Work task A – In the article on the Thrift Savings Plan security audit, which consulting firm sent the auditors?
Work task B – Continue the article on the Thrift Savings Plan security audit from its last sentence.

Source document –
=== Section Start ===
Lowest Possible Score for TSP Security Audit

by | Mar 5, 2018

Last Updated November 8, 2022

audit

The agency that administers the Thrift Savings Plan, the Federal Retirement Thrift Investment Board, received the lowest of 5 possible scores on a recent audit to determine its compliance with federal information security standards.

The consulting firm, Williams Adley, sent auditors who examined the information security program at the FRTIB under the Federal Information Security Modernization Act. The agency scored a Level 1 in accordance with the law’s fiscal 2017 inspector general reporting metrics out of 5, in the first annual study of FRTIB’s policies.

Auditors found some of the IT policies “ad hoc” in nature, despite FRTIB starting several initiatives to upgrade its IT infrastructure and cyber security recently. In comparison, an effective information security program scored at Level 4, which includes the collection of “quantitative and qualitative measures on the effectiveness of policies, procedures, and strategy” at an agency and assessment for needed changes.

“FRTIB has not fully developed and implemented an effective organization-wide information security program,” the auditors said. “Williams Adley identified a number of control deficiencies related to people, process, and technology across all 7 IG FISMA metric domains.”
=== Section End ===
Material supplied –
=== Section Start ===
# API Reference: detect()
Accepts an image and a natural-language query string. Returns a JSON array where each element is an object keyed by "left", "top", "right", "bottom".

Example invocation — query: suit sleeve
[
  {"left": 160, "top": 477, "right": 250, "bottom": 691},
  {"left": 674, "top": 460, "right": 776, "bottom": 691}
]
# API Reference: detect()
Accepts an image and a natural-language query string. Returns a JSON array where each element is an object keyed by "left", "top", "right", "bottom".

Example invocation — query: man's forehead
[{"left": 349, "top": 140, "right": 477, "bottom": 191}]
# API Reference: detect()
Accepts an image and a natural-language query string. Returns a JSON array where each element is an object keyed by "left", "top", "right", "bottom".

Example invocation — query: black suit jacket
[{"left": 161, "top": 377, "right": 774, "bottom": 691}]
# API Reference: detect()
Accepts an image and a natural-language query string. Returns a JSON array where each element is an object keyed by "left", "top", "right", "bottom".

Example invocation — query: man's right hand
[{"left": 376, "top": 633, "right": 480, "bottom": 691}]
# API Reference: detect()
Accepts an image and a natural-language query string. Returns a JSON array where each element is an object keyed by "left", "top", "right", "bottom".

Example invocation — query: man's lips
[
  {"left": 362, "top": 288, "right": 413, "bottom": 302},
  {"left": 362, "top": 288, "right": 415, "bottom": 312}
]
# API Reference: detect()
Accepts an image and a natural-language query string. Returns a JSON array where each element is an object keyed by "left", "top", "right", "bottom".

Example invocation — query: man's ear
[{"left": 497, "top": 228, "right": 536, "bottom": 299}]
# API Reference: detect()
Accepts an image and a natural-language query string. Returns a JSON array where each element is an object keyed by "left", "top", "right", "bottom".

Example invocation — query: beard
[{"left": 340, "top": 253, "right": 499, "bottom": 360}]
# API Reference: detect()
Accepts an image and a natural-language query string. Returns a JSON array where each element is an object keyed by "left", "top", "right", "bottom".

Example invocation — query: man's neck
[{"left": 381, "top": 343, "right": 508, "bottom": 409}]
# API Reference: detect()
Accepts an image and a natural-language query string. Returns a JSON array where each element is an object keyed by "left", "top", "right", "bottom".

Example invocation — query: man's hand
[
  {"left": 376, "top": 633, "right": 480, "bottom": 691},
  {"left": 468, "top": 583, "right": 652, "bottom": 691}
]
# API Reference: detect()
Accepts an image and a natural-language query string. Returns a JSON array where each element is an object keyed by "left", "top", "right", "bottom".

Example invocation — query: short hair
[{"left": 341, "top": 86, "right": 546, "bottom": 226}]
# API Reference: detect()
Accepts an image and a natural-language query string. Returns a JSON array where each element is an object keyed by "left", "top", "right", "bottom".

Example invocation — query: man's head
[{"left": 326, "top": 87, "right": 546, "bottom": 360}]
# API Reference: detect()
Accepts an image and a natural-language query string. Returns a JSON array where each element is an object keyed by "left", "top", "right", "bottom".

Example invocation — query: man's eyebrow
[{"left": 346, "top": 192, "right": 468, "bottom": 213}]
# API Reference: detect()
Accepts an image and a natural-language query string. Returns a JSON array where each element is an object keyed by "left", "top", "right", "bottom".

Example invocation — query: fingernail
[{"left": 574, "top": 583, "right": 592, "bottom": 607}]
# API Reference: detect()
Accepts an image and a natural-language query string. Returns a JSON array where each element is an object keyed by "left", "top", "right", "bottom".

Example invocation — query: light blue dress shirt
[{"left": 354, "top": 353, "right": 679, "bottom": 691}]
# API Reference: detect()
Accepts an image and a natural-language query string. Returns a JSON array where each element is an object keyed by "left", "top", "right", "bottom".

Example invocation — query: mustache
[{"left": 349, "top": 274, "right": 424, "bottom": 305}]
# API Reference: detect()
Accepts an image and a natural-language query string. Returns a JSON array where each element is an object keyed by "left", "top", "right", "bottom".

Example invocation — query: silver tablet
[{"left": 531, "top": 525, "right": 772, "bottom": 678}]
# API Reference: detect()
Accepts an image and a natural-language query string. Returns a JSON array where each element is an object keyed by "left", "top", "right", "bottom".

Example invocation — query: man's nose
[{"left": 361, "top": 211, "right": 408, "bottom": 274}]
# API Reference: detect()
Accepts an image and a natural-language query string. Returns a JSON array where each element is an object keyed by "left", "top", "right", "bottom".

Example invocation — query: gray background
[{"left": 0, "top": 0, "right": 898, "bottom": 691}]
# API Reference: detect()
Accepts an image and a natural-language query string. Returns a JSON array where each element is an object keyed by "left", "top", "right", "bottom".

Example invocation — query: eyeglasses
=== Section End ===
Your response A – Williams Adley

Your response B –
However, officials at FRTIB explained their poor scoring. For a policy to be considered toward improving an agency’s FISMA score, it must be in place for an entire fiscal year. Otherwise, any changes to their information security policies made after September 30, 2016, wouldn’t be considered in the audit.

TSP Executive Director Ravindra Deo echoed this saying, “Any change needs to be operating for the entire year to show up in the score.”

Auditors listed many factors leading to the “ad hoc” scoring, including a “control-driven” or reactionary information security process, inadequately defined responsibilities and “inappropriate” oversight between FRTIB and its contractors, and efforts that focus on symptoms or problems, rather than root causes.

The audit recommended FRTIB “clearly define an organization-wide risk-based information security program” and also reevaluate its governance structure to ensure better oversight and monitoring of information security issues.

The agency said they are moving forward with plans to implement these recommendations.